- **DATA FOR THE TASK**:

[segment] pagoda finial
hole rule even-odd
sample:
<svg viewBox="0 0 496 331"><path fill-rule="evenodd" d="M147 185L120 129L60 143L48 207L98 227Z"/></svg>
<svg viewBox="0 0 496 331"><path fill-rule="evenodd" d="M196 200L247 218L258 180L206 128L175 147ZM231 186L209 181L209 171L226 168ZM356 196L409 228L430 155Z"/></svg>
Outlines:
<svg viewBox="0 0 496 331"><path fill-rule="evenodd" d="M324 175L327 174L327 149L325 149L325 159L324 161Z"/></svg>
...
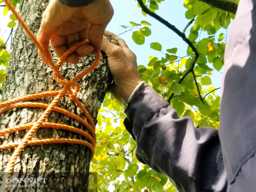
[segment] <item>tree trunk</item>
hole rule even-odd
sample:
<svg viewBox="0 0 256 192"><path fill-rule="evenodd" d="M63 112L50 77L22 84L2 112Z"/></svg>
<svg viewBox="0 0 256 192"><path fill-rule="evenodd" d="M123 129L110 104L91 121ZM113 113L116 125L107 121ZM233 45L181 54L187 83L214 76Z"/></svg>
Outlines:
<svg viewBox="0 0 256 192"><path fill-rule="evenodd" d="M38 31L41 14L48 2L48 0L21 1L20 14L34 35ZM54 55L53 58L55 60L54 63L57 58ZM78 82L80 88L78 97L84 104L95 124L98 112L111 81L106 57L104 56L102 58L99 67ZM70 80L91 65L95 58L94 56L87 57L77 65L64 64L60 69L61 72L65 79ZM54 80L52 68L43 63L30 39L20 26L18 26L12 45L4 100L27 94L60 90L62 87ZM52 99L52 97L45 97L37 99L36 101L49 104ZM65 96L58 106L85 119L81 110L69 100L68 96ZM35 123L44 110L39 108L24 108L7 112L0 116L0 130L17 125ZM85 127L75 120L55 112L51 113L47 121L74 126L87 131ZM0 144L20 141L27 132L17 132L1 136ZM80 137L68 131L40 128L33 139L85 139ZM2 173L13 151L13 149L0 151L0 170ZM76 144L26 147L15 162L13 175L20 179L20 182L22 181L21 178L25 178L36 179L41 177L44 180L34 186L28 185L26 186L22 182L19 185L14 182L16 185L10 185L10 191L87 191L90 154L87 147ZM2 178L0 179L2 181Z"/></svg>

- **PROMPT**:
Rewrite the records from the line containing "[segment] pagoda finial" up to and including the line containing "175L327 174L327 149L325" as a JSON list of strings, one string per line, leaving out blank lines.

- **PROBLEM SOLUTION**:
[
  "[segment] pagoda finial",
  "hole rule even-odd",
  "sample:",
  "<svg viewBox=\"0 0 496 331\"><path fill-rule=\"evenodd\" d=\"M147 185L120 129L60 143L48 207L98 227Z\"/></svg>",
  "<svg viewBox=\"0 0 496 331\"><path fill-rule=\"evenodd\" d=\"M196 200L247 218L258 180L206 128L175 147ZM231 186L209 181L209 171L226 168ZM356 196L409 228L430 155Z\"/></svg>",
  "Outlines:",
  "<svg viewBox=\"0 0 496 331\"><path fill-rule=\"evenodd\" d=\"M324 175L327 174L327 149L325 149L325 159L324 161Z\"/></svg>"
]